(Point annotation dataset records)
..........

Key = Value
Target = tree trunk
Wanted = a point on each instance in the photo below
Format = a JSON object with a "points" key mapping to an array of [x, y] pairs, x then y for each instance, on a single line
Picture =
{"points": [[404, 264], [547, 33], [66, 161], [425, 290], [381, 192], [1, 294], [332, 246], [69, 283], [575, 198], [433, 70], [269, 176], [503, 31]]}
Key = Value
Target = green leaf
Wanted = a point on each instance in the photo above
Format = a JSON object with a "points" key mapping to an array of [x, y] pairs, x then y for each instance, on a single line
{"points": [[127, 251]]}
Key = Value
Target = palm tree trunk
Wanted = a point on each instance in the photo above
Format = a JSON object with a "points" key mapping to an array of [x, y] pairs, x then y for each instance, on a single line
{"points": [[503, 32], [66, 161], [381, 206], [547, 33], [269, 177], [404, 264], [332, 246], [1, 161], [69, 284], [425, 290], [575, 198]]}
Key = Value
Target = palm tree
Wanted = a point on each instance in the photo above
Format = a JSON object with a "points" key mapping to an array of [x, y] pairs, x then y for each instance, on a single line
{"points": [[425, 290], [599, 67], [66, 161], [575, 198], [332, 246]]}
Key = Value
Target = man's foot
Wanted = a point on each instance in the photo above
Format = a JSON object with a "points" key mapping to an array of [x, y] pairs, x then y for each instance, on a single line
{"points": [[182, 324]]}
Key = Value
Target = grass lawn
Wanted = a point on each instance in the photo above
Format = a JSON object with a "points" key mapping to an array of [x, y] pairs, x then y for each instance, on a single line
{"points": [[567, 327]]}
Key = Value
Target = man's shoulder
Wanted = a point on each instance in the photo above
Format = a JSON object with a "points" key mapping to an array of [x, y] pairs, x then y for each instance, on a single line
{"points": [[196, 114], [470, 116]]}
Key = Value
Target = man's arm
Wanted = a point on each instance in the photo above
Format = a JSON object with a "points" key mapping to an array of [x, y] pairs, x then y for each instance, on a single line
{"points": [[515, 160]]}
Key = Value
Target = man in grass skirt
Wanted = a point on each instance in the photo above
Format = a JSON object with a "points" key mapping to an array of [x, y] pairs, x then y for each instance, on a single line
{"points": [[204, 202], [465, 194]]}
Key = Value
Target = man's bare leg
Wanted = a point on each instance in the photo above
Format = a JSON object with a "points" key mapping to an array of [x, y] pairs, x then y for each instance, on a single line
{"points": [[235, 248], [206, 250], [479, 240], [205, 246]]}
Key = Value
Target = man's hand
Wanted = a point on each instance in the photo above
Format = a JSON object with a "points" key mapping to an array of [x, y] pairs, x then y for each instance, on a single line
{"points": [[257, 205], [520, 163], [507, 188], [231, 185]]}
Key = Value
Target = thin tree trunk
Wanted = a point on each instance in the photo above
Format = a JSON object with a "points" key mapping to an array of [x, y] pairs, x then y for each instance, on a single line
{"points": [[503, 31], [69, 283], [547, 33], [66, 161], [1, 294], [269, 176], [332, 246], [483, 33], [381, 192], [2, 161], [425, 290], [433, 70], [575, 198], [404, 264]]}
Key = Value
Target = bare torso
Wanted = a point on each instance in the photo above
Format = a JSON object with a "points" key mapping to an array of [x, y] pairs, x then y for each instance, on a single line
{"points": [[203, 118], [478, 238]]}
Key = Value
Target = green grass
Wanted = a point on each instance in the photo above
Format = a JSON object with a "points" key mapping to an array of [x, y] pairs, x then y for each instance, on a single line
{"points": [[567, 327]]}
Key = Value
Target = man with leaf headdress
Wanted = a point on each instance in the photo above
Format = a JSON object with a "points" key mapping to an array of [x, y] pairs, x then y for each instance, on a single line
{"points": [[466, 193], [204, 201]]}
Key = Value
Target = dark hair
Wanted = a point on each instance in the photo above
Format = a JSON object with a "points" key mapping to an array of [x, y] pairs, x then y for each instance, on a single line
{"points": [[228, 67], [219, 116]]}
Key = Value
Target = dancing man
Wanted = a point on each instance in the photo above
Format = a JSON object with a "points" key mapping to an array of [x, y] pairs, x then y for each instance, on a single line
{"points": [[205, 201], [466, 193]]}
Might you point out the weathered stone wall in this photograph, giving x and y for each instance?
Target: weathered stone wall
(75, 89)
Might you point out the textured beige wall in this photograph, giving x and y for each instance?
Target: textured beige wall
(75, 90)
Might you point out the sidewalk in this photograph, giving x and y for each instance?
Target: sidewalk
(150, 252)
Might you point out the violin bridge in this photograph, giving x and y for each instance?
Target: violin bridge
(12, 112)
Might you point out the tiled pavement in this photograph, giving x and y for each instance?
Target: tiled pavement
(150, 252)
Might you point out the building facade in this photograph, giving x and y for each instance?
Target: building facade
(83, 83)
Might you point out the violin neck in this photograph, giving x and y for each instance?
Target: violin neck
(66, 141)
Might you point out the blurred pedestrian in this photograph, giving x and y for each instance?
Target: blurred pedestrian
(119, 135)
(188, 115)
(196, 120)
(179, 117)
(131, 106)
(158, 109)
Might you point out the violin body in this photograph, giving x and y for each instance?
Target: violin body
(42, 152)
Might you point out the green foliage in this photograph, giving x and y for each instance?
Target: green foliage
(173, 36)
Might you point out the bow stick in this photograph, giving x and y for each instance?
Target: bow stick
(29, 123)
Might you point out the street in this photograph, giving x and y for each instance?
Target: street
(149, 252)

..........

_Work to be completed_
Please convert everything from the line containing "Might you point out the tiled" down to the end of the records into a JSON list of strings, one string per line, leaving out blank lines.

_Result of the exercise_
[
  "Might you point out the tiled pavement in this photograph, giving x and y for each instance?",
  "Target: tiled pavement",
  "(150, 252)",
  "Might you point out the building facade in this photograph, giving x and y for each instance?",
  "Target: building facade",
  "(83, 83)",
  "Might you point out the violin neck in this photograph, giving x and y for each instance?",
  "Target: violin neck",
  "(66, 141)",
  "Might you point out the blurred pedestrian in this photograph, giving x and y for each instance?",
  "Target: blurred pedestrian",
  "(119, 135)",
  "(188, 115)",
  "(196, 120)",
  "(179, 117)",
  "(131, 106)",
  "(158, 109)",
  "Might you point out the violin body in this photograph, giving x and y for each instance?",
  "Target: violin body",
  "(42, 152)",
  "Might you point out the green foliage in this photograph, giving x and y for each instance?",
  "Target: green foliage",
  "(173, 36)",
  "Might you point out the bow stick in this photograph, giving x and y for each instance?",
  "Target: bow stick",
  "(29, 123)",
  "Might you point out the street in this photograph, giving x and y for each instance?",
  "Target: street",
  "(149, 252)"
]